═══ STUDY MATERIAL

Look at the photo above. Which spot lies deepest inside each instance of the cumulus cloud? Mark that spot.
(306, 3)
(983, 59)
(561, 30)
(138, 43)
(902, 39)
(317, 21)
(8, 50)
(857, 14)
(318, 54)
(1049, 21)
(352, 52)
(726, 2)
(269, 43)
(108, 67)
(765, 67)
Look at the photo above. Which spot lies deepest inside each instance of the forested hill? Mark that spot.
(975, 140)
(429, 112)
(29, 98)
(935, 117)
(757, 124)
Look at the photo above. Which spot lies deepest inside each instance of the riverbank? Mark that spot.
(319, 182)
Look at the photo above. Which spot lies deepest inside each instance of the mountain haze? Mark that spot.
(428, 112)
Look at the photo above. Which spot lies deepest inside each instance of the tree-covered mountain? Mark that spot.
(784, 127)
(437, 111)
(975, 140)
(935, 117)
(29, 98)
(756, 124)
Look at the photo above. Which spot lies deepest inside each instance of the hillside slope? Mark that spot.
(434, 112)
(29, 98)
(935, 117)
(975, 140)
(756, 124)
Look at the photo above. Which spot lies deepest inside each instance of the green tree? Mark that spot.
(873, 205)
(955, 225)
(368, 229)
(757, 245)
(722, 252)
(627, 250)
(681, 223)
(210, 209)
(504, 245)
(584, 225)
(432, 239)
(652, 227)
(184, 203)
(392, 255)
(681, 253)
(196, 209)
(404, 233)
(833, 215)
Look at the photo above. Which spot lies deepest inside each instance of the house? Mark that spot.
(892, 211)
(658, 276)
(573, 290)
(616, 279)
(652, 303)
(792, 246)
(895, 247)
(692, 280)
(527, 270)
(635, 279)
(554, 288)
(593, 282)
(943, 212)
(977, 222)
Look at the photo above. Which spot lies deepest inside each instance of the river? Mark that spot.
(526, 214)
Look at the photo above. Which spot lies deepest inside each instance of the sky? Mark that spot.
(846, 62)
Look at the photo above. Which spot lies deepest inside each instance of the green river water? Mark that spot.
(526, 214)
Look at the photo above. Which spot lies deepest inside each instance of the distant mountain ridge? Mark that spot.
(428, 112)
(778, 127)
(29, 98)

══════

▶ **WORK ORDER**
Each entry is to be given again, exactly as it stands.

▶ **EXERCISE RESPONSE**
Look at the photo above. Which spot lies deepest inside each instance of the cumulus cloud? Mark that spot.
(306, 3)
(983, 59)
(561, 30)
(138, 43)
(902, 39)
(317, 21)
(8, 50)
(857, 14)
(318, 54)
(1049, 21)
(352, 52)
(726, 2)
(269, 43)
(108, 67)
(765, 67)
Look at the photo above. Which spot lies deepest inside each instance of the forested hill? Mark that spot.
(975, 140)
(429, 112)
(29, 98)
(935, 117)
(757, 124)
Look at the photo above. Which spot lies deepest inside each instance of the riverbank? Mark that spot.
(319, 182)
Look at the photo above. Which spot lies deepest inside each instance of the mountain haze? Mark that spot.
(428, 112)
Look at the photo above. Which spot lies deepest inside each instance of the tree-covered mountain? Mark that spot.
(784, 127)
(437, 111)
(975, 140)
(935, 117)
(29, 98)
(756, 124)
Look at the photo above. Which spot lies deepest inside each instance of the hillside slope? Mark that spot.
(434, 112)
(29, 98)
(935, 117)
(975, 140)
(756, 124)
Look at the photo above. Which spot lies deepest inside each instance of the green tree? Mark that spot.
(873, 205)
(955, 225)
(368, 229)
(757, 245)
(722, 252)
(627, 250)
(681, 223)
(210, 209)
(504, 245)
(584, 225)
(432, 239)
(652, 227)
(184, 203)
(392, 255)
(681, 253)
(196, 209)
(404, 233)
(833, 215)
Look at the photo above. Which spot lies deepest inside each instance of the house? Mark that spot.
(892, 211)
(658, 276)
(573, 290)
(616, 279)
(652, 303)
(792, 246)
(895, 247)
(692, 280)
(527, 270)
(635, 279)
(554, 288)
(593, 282)
(943, 212)
(977, 222)
Look at the photo above. Which spot lies deepest inside each instance of the river? Mark that spot.
(526, 214)
Look at the photo above. Which spot lies deepest inside each instance of the sky? Mark that spot.
(846, 62)
Look at the photo above. Which spot lies deepest inside each instance of the green river water? Mark that spot.
(526, 214)
Look at the photo above. Which spot lies deepest inside each instance of the distant mountain ridge? Mark that spot.
(428, 112)
(778, 127)
(29, 98)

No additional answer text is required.